*原始文档*.
整部小说,人物众多,场景转换频繁,读来则形象鲜明,毫无松散零乱、拖沓滞涩之感。究其原因,主要得益于作家娴熟的情节建构艺术。

列夫·托尔斯泰曾言:“我们只有在冲突与矛盾中才感觉到我们自己。”此话不难看出,于小说而言,矛盾冲突的存在多么重要。正是在矛盾冲突上进行了精心布局,《母爱深深》才得以塑造出血肉丰满的形象,构织出曲折离奇的情节,平添了无穷张力。

小说开篇,母亲舒嫚筠一纸诉状,将儿子告上法庭。亲生母亲告儿子,作为有头有脸的人物,传出去实在有损个人形象,为冰释心中之嫌,吴运 前往医院见母亲,希望得到母亲原谅,可明明站在了母亲身边,赌气的母亲愣是不理他。找妹妹,让妹妹劝母亲依然不改主意;找同学,也是接受诉状的法院常务副院长常侃帮忙,常侃扔句“需要你自己去解铃”,随后声称要开一个紧急会议扬长而去。不得已,吴运 第二次去见母亲,此时的母亲已出院回到农村老家,他赶到时屋门紧锁,母亲去了后山。他看不到母亲,母亲却远远看到了他,心里总算浮升起些许温暖,“疙瘩”终于有了解开的希望,不料吴运 接个电话,反身去了省城。望着渐行渐远的儿子,母亲刚刚出现消散迹象的怨艾二度回归,起诉的决心愈加坚定。与此同时,处于维护山川市形象的考虑,市长刘艺辉指示常侃当作政治任务来处理舒嫚筠的起诉……

除了上述人物之间,人物自身的矛盾冲突同样无处不在。梁蕙茹已然与吴运 办理了离婚手续,心里仍时时牵挂他的祸福,痴情满怀的肖露露虽被深爱着的吴运 推给他人,却没有丝毫仇恨,相反还甘心情愿为他做事,在自首与顽抗两者之间,“逃犯”娄鸿涛内心挣扎不已……

欲望、利益、情感、理智,使得矛盾冲突繁复错综,纠葛缠绕,呈现出典型的多元化、层次化。这是《母爱深深》情节建构的第一个艺术特征。

*提取条目*.
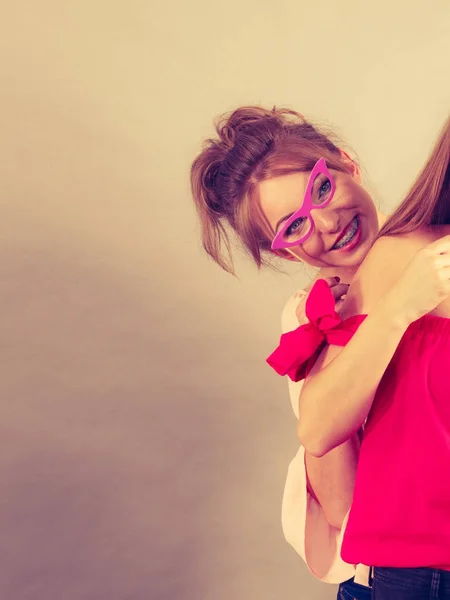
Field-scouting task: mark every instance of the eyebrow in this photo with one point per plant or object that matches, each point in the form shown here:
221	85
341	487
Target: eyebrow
282	220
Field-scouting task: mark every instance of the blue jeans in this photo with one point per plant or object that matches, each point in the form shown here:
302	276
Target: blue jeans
349	590
391	583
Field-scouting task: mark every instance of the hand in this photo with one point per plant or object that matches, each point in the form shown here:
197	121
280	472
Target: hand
425	283
337	289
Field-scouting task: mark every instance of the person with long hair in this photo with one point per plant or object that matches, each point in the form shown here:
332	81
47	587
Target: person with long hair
382	363
263	162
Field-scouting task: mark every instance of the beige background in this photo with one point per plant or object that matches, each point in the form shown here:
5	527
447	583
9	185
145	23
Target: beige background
144	442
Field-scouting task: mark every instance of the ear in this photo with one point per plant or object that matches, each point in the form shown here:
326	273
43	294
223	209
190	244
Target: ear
354	169
286	255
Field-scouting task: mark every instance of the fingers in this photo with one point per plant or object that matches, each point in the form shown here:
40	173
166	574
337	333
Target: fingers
339	290
332	281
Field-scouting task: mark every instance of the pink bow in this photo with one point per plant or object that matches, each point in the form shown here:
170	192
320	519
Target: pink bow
298	350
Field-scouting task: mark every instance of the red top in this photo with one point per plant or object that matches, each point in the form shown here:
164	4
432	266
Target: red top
400	516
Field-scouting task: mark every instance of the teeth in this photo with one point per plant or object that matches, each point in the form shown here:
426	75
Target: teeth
348	236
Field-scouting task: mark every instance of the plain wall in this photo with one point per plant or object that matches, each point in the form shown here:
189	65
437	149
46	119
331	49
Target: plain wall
144	442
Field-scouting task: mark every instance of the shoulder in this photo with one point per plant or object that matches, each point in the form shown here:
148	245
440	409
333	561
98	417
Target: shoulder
382	267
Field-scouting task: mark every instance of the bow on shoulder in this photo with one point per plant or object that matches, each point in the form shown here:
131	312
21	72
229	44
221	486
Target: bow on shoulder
299	349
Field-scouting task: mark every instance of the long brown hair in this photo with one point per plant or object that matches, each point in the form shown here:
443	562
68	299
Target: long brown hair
428	200
252	144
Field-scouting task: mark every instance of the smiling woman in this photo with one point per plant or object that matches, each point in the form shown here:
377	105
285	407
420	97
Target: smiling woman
288	190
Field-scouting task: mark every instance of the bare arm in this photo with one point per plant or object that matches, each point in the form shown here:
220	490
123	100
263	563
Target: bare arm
338	394
331	478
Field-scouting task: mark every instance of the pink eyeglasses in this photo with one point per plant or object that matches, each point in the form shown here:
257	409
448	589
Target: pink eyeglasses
319	193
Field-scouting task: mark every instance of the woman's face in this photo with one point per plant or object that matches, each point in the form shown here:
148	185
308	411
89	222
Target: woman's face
343	231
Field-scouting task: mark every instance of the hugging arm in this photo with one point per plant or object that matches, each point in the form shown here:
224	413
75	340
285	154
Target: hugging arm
338	393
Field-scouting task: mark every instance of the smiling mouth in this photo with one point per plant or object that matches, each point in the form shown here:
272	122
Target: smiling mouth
348	234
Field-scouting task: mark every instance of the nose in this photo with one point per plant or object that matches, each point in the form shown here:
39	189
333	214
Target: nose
326	221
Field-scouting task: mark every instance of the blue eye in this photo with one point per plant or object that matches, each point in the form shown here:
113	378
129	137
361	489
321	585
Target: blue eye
324	188
295	226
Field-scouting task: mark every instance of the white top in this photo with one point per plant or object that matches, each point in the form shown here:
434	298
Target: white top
303	520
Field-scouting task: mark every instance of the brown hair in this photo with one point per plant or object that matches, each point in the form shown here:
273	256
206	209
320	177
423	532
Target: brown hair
428	201
252	144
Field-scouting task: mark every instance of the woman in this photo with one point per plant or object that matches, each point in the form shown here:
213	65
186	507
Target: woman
392	376
260	155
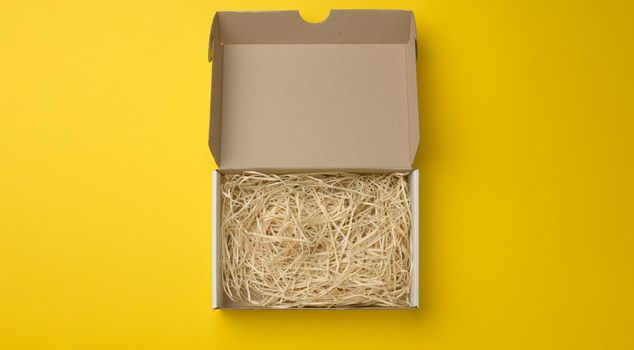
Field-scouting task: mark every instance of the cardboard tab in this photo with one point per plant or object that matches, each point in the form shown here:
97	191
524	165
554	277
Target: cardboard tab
340	94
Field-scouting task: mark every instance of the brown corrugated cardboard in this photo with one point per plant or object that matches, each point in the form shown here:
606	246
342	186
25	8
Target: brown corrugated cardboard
337	95
293	96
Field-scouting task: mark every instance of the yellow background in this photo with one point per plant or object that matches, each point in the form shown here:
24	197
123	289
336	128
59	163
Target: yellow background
526	158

*任务列表*.
A. 在这篇《母爱深深》评论里，作者引用了列夫·托尔斯泰的哪句话？
B. 请从原文停下的地方接着续写这篇《母爱深深》评论。
这些行用不到，可以略过。

*练习答案*.
A. “我们只有在冲突与矛盾中才感觉到我们自己。”

B.
第二个艺术特征,则为矛盾冲突的套叠性。主要矛盾裹挟着次要矛盾,大矛盾间杂着小矛盾。小说的主要矛盾,是吴运 与母亲的官司问题,就在这个问题推进的过程中,掺入了吴运 与马玉的恩恩怨怨,而他与马玉的恩恩怨怨里,分明可以看到肖露露的内心世界,肖露露的内心世界里,又烛照出刘艺辉丑陋龌龊的人性。刘艺辉丑陋龌龊的人性中,他与马玉的同床异梦昭然若揭。诸如此类,不一而足,步步为营,环环相扣,真应了那句诗“微微风簇浪,散作满河星”。

当然,尽管小说中的矛盾冲突繁多如星,数来数去数不清,但作家并没有盲目跟风,陷入日下以荒诞怪异取胜、以离经叛道讨宠所谓“新新人类体”的泥淖。相反,以缜密的逻辑思维,以合乎大众审美的创作原则,琢玉般打磨着一个个矛盾冲突,即便些微凹凸不平的某一棱角,也不轻易放过。“文贵在真”,由于情节布局得如此合情合理,严密无隙,《母爱深深》“看点”满纸。

最典型的就是母亲舒嫚筠状告儿子,初看觉得匪夷所思,毕竟千百年来,在国人的认知里,母爱一直是无私、博大的“代名词”,一个思维正常得不能再正常的母亲,怎么可能会去状告亲生儿子,让其名誉或利益蒙受哪怕一丁点的损失呢?细思则觉得一切又是那么合乎情理,儿子走上了“歪路”,眼下能挽救他的惟一办法只剩下了“起诉”。于是,冒着被人讥刺和嘲笑的风险,义无反顾对簿公堂,不也是殷殷母爰的“另类”呈现吗?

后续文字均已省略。